## EXERCISE DIRECTIONS
Rewrite all the items below with every "endpoint" switched to "annotator" and nothing else changed. Leave the pictures out of your copy.
┄┄┄┄┄┄┄┄┄┄
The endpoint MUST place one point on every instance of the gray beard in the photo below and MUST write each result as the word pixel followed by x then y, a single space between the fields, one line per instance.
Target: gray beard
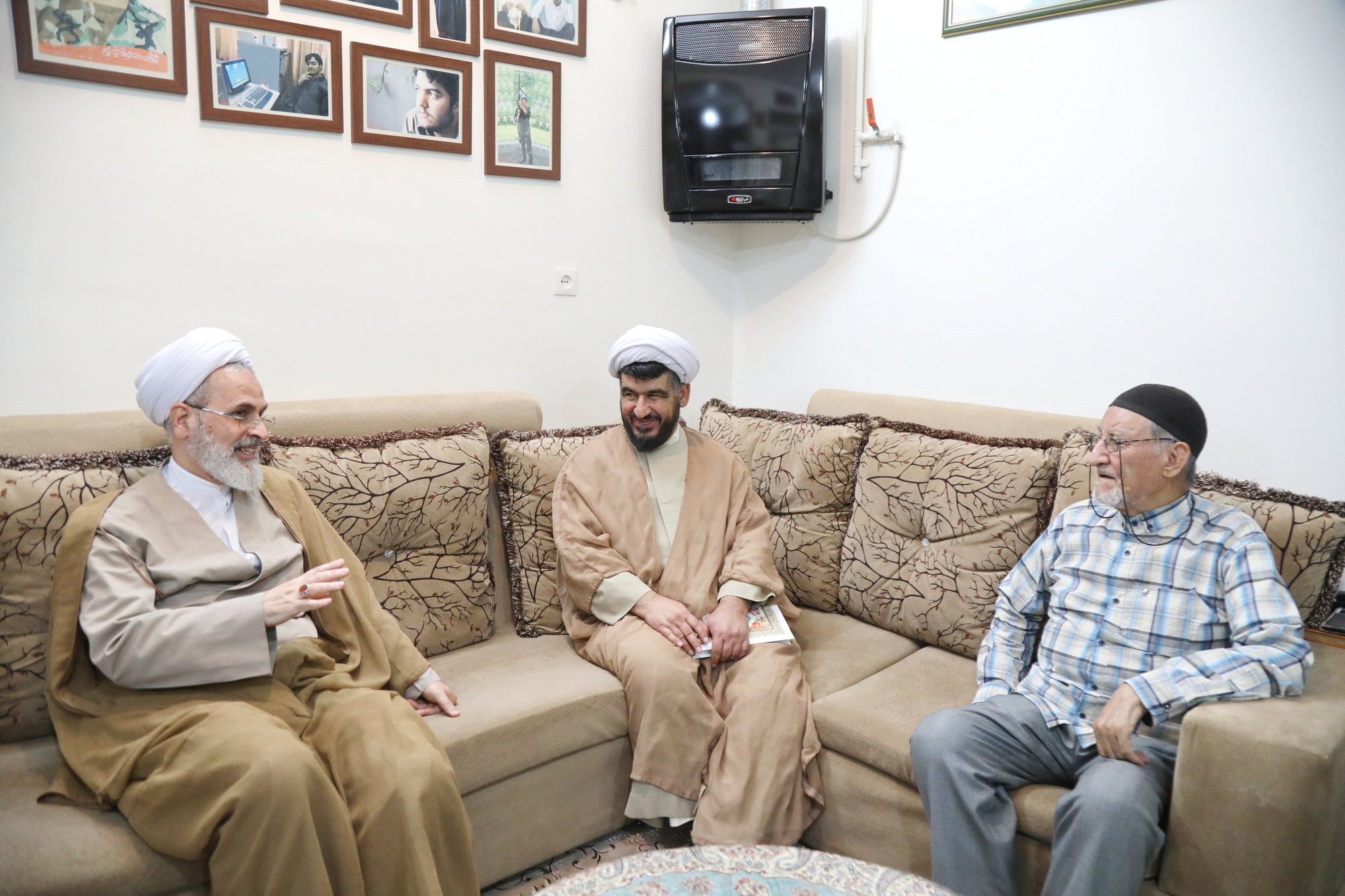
pixel 220 462
pixel 1109 497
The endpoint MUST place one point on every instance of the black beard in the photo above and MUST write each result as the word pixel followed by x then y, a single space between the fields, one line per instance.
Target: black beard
pixel 657 440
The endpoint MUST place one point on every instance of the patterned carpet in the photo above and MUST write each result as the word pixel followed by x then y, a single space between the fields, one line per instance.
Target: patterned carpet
pixel 631 840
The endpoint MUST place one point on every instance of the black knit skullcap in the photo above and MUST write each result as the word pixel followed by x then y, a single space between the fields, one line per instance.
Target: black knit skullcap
pixel 1171 408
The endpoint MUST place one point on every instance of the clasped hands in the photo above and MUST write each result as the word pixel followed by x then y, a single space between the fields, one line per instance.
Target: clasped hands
pixel 727 626
pixel 291 599
pixel 1117 723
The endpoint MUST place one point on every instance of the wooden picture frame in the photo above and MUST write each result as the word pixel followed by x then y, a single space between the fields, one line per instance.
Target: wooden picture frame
pixel 301 41
pixel 496 13
pixel 957 21
pixel 399 15
pixel 518 158
pixel 397 68
pixel 161 65
pixel 428 24
pixel 258 7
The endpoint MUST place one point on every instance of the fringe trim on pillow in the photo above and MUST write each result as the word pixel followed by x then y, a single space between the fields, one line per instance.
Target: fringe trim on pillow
pixel 1249 490
pixel 1048 502
pixel 158 456
pixel 379 439
pixel 89 459
pixel 506 494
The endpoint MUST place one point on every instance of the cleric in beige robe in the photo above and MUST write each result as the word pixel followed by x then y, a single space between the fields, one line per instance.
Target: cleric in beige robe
pixel 662 545
pixel 223 673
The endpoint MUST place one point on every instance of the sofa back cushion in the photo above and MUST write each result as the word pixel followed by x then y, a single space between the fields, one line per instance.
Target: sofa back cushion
pixel 37 498
pixel 528 464
pixel 1307 534
pixel 804 467
pixel 939 518
pixel 412 505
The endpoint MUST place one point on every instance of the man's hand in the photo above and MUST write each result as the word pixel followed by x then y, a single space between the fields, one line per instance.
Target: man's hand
pixel 1117 723
pixel 672 619
pixel 436 698
pixel 284 602
pixel 728 627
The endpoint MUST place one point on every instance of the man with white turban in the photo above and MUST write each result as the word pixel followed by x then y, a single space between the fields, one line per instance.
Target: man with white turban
pixel 223 673
pixel 662 545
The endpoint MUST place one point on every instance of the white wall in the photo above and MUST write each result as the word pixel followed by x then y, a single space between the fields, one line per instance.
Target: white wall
pixel 1148 193
pixel 1152 193
pixel 361 271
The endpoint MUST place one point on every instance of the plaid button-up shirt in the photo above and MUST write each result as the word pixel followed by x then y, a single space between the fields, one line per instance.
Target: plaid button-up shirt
pixel 1203 616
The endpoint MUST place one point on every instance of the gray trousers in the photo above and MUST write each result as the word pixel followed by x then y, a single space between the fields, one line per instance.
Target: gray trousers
pixel 1108 826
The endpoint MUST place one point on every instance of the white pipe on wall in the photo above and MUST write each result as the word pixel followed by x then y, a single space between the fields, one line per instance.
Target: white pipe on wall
pixel 861 89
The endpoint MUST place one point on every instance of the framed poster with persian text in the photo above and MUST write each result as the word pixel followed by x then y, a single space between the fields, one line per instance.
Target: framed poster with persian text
pixel 130 44
pixel 266 72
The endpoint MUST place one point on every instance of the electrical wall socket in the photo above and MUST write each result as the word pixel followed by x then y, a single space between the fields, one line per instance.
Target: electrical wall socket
pixel 567 282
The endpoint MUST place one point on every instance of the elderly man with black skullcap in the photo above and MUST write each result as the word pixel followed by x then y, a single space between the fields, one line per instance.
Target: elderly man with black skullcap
pixel 662 545
pixel 223 673
pixel 1130 610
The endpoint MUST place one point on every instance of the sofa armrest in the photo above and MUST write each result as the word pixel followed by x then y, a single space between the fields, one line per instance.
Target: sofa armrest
pixel 1260 794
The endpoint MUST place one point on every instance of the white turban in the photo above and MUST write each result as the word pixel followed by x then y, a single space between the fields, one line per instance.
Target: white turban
pixel 177 369
pixel 644 343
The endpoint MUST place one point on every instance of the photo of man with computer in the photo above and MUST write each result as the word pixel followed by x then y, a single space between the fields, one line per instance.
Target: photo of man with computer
pixel 267 72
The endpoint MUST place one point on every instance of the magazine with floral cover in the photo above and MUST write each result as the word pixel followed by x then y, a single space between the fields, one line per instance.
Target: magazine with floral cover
pixel 766 624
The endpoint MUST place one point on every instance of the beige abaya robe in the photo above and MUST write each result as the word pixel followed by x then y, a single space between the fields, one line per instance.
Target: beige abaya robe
pixel 735 740
pixel 303 775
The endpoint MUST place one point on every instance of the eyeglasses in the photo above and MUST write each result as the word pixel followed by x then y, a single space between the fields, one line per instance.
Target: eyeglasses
pixel 1113 444
pixel 247 420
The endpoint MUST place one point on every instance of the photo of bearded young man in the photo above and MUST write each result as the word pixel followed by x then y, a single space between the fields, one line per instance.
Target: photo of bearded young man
pixel 406 101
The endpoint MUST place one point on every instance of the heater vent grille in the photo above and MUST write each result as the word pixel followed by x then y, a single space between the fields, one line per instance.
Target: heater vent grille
pixel 743 41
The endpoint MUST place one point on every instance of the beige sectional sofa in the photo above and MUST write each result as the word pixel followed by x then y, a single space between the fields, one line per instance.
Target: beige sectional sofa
pixel 541 751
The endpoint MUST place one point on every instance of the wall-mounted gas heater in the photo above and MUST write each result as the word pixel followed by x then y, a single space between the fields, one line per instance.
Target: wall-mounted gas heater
pixel 743 116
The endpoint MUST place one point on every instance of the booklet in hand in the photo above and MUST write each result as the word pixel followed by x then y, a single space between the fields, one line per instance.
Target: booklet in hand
pixel 766 624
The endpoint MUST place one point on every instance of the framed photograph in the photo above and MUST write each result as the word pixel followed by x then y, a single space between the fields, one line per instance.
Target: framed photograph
pixel 131 44
pixel 264 72
pixel 411 100
pixel 260 7
pixel 385 11
pixel 545 25
pixel 454 26
pixel 962 17
pixel 523 116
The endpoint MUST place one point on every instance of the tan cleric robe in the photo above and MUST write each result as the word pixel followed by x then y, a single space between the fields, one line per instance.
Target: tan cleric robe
pixel 310 774
pixel 735 741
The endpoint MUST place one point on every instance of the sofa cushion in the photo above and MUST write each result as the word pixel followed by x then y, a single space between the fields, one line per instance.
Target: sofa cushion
pixel 804 467
pixel 37 498
pixel 525 701
pixel 874 721
pixel 528 464
pixel 1307 534
pixel 840 651
pixel 412 505
pixel 65 850
pixel 939 518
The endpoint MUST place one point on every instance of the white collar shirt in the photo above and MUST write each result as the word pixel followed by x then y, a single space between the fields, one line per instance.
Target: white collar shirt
pixel 215 503
pixel 553 17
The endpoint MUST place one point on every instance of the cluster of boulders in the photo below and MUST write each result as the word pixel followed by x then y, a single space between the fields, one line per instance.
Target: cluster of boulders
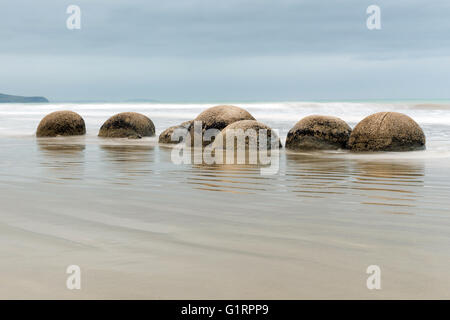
┄┄┄┄┄┄┄┄┄┄
## SOLUTION TO THIS EXERCISE
The annotator MUST place one point on every instance of the gray beard in the photo below and MUST write each result as the word pixel followed by x then y, a single space between the fields, one line per instance.
Target: gray beard
pixel 220 462
pixel 1109 497
The annotator MUST place one point on every instance of the black beard in the photo above and MUST write each result as the word pixel followed by x then y, a single space between the fields, one line per instance.
Target: black beard
pixel 657 440
The annotator MUST place one point on every instance of the patterned carpet in the photo above and MUST write each result as the word pixel followed by x then y, a single space between the fields, one line per instance.
Target: patterned carpet
pixel 631 840
The annotator MUST place one point on every instance of the black knit skullcap in the photo above and MUST write each result as the word pixel followed by x then y, a single space between the fields, one line per instance.
Target: black knit skullcap
pixel 1171 408
The annotator MUST place one point on every instance of the clasped hands in the photo above and MUST write each result as the word pixel followed by x then y, a single space between the fields, one line per instance.
Target: clasped hands
pixel 727 626
pixel 291 599
pixel 1117 723
The annotator MUST place one point on every instance of the wooden picture frame in the photo above and MUST write each result as the word pixel followed by x then y, a single space between the fields, one line per instance.
Target: wooden picture frame
pixel 301 41
pixel 496 13
pixel 957 21
pixel 399 15
pixel 518 158
pixel 397 68
pixel 161 65
pixel 428 24
pixel 258 7
The annotator MUST place one point on every instance of the fringe trim on pillow in the photo above and MUST write each result as the word pixel followed by x then y, a single space between the fields, one line per instance.
Target: fringe trim on pillow
pixel 1249 490
pixel 1048 502
pixel 158 456
pixel 379 439
pixel 89 459
pixel 506 494
The annotator MUST place one point on every instance of the cleric in beige robe in the photo above and MUST write each result as the word pixel followed by x then y, a single space between the fields, one line per instance.
Target: cleric in beige robe
pixel 662 545
pixel 223 673
The annotator MUST place one point on every instance of the sofa back cushion in the photo above and MUST write each result as the word pixel followed by x then y, a single space between the fields, one line per instance.
Target: sofa back cushion
pixel 37 498
pixel 528 464
pixel 1307 534
pixel 804 467
pixel 939 518
pixel 412 505
The annotator MUST place one point on every instance of the man's hand in the photo above and MUST write each result as the word pixel followed by x then y, a single space between the fields, one line per instance.
Target: man's hand
pixel 1117 723
pixel 672 619
pixel 436 698
pixel 284 602
pixel 728 627
The annotator MUST place one point on every instance of the man with white turban in the photo above and MUST write each result as the word pixel followed by x then y, a single space between the fields, one line per instance.
Target: man with white turban
pixel 223 673
pixel 662 545
The annotator MUST place one point on every instance of the white wall in the photo above and MUST write each result as the word pixel followed by x then y, a single space between the fields, one line per instance.
Target: white wall
pixel 1148 193
pixel 1152 193
pixel 361 271
The annotator MUST place one point on every instance of the plaid button-up shirt in the photo above and MUST write each result as the word pixel followed by x then y, a single space between the fields, one line per instance.
Target: plaid button-up shirt
pixel 1203 616
The annotator MUST place one point on every instance of the gray trousers in the photo above and MUST write each result as the word pixel followed by x then y, a single space between the fields, one line per instance.
Target: gray trousers
pixel 1108 826
The annotator MUST place one point on every instance of the white pipe on wall in the photo above and MUST write each result as the word pixel followed by x then y, a single space between the fields, one line per instance.
Target: white pipe on wall
pixel 861 89
The annotator MUST place one point on every instance of the framed poster with persian text in the photo above and MUST write each result as the word pixel followed by x then y, a single space between the fields, one line per instance.
Target: framed poster with persian text
pixel 130 44
pixel 266 72
The annotator MUST place one point on every instance of the electrical wall socket in the photo above and MUST write each result as the word pixel followed by x then y, a single space between the fields, one line per instance.
Target: electrical wall socket
pixel 567 282
The annotator MUST place one point on every instance of the elderly man with black skullcap in the photo above and MUST write each result as the word pixel followed by x then y, a single space between the fields, one line per instance.
Target: elderly man with black skullcap
pixel 662 545
pixel 223 673
pixel 1130 610
The annotator MUST place one point on every instance of the sofa armrest in the photo above and MUST write each result as the word pixel followed by x then y, a single space between the fields, one line per instance.
Target: sofa armrest
pixel 1260 794
The annotator MUST place one point on every instance of the white turban in the photo above and MUST write each result as the word pixel followed by x then y, a single space between the fields, one line per instance.
Target: white turban
pixel 177 369
pixel 644 343
The annotator MUST place one point on every instance of the photo of man with computer in the photo above and MUST write each result as the word pixel followed by x then y, a single space between the fields, one line per instance.
Target: photo of man with computer
pixel 267 72
The annotator MUST place one point on every instance of the magazine with floral cover in the photo above and MUST write each result as the word pixel followed by x then y, a single space between the fields, one line per instance.
Target: magazine with floral cover
pixel 766 624
The annotator MUST place one point on every instance of the beige abaya robe in the photo above and MUST write each result as the word pixel followed by x then y, a single space between the fields, one line per instance.
Target: beige abaya robe
pixel 735 740
pixel 303 775
The annotator MUST place one point on every instance of the eyeglasses in the photo above and MUST write each result as the word pixel followed by x then y, a single space between the fields, one line per instance.
Target: eyeglasses
pixel 1113 444
pixel 247 420
The annotator MUST place one point on every instance of the photo of bearded young man in the photo above and MUST write each result as the word pixel followed by x then y, a single space between the fields, one line per instance.
Target: photo of bearded young man
pixel 406 101
The annotator MUST place one point on every instance of the heater vent grille in the photo above and MUST write each result as the word pixel followed by x then y, a single space between the fields, one line per instance.
Target: heater vent grille
pixel 743 41
The annotator MUST place one point on every instance of the beige sectional sofa in the photo above and MUST write each result as the word pixel followed by x then y, a single space between the fields, one line per instance.
Target: beige sectional sofa
pixel 541 751
The annotator MUST place one point on every instance of the wall-mounted gas heater in the photo above and MUST write each result as the word pixel followed by x then y, a single space between the fields, one line per instance.
Target: wall-mounted gas heater
pixel 743 116
The annotator MUST place one point on every instance of the booklet in hand in the photo above and MUST write each result as the word pixel followed by x then y, a single space between the fields, one line per instance.
Target: booklet in hand
pixel 766 624
The annotator MUST place one point on every instance of the framed photograph in the photo above and MUST write each result as the word pixel followed by x then y, a single space between the fields, one line per instance.
Target: framed photograph
pixel 131 44
pixel 264 72
pixel 411 100
pixel 260 7
pixel 385 11
pixel 545 25
pixel 454 26
pixel 962 17
pixel 523 116
The annotator MUST place one point on every instance of the tan cleric robe in the photo above and MUST write each result as the word pixel followed by x then y, a single space between the fields, one line per instance.
Target: tan cleric robe
pixel 310 774
pixel 735 741
The annotator MUST place one point on every instance of the sofa cushion in the photo above and MUST write each result as the word pixel followed by x then y, a single space between the fields, one line per instance.
Target: sofa cushion
pixel 804 467
pixel 37 498
pixel 525 701
pixel 874 721
pixel 528 464
pixel 1307 534
pixel 840 651
pixel 412 505
pixel 65 850
pixel 939 518
The annotator MUST place one point on every instance of the white collar shirt in the photo above and MUST write each result as the word pixel followed by x then y, a single space between the fields, one line per instance.
Target: white collar shirt
pixel 215 503
pixel 553 17
The annotator MUST place one point on every instance of the cluster of boulders in the photo below and MUST write each result as the word pixel followed by x then y, a single space between the fields, one line per instance.
Target: cluster of boulders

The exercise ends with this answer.